» Set problem: Reproduce verbatim the lines below, starting at the line that contains "Reviewer check: every instance of the black" and continuing through the last line, with both of those lines included.

## begin

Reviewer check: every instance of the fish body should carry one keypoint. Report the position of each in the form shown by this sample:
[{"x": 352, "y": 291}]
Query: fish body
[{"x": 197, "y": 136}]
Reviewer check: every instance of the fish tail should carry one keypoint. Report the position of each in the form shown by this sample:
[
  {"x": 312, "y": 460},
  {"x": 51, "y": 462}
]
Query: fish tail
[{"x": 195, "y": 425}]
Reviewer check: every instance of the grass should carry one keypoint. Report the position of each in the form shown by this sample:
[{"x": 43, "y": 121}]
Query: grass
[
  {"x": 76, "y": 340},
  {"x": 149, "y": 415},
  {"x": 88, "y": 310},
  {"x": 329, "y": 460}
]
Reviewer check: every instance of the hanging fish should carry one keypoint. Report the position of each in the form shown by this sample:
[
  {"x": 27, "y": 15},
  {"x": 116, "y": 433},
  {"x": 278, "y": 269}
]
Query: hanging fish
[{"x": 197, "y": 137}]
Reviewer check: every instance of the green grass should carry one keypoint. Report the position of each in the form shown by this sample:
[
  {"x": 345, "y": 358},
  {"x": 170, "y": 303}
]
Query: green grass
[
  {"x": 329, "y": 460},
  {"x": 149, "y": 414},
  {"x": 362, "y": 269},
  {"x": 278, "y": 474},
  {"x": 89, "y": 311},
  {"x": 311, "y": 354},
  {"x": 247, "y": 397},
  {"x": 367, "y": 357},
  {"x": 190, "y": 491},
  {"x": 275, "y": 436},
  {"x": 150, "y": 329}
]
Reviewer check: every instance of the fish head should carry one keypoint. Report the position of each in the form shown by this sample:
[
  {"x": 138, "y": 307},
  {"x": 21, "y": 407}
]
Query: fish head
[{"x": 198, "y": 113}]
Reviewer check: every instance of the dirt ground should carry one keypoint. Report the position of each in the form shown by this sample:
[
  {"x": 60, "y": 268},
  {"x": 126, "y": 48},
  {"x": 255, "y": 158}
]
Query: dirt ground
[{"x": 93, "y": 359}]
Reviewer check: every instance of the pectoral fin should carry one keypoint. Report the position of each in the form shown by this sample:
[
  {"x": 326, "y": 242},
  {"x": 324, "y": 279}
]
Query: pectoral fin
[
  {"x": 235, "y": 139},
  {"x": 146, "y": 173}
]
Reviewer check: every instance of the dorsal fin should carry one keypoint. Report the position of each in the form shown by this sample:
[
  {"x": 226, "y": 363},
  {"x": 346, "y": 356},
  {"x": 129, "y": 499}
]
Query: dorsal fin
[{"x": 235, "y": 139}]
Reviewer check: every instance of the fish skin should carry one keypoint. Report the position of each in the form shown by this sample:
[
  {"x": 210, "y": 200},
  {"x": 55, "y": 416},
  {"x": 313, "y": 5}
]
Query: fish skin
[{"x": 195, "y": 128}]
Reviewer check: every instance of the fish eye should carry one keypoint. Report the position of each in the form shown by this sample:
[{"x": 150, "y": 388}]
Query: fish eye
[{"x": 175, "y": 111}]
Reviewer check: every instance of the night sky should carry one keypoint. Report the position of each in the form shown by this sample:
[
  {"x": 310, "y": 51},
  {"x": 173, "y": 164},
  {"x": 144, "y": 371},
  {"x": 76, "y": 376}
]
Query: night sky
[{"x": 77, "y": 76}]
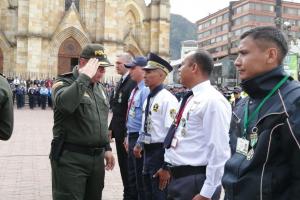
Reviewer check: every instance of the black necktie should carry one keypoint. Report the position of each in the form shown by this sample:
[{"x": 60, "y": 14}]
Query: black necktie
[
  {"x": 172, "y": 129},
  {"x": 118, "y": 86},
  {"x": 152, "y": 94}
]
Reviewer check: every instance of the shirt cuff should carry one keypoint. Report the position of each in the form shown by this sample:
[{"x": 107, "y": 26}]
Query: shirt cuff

## end

» Solution for this task:
Reviewer check: every instance of the black necktie should carry one keypoint. Report the position of each in the form shown by this sample:
[{"x": 60, "y": 14}]
Query: black necktie
[
  {"x": 172, "y": 129},
  {"x": 118, "y": 86},
  {"x": 152, "y": 94}
]
Reviewer check: every instance of the shirt cuff should carry one keypoint. Report the position of each in the form shown by this sample:
[{"x": 107, "y": 26}]
Query: shirt cuff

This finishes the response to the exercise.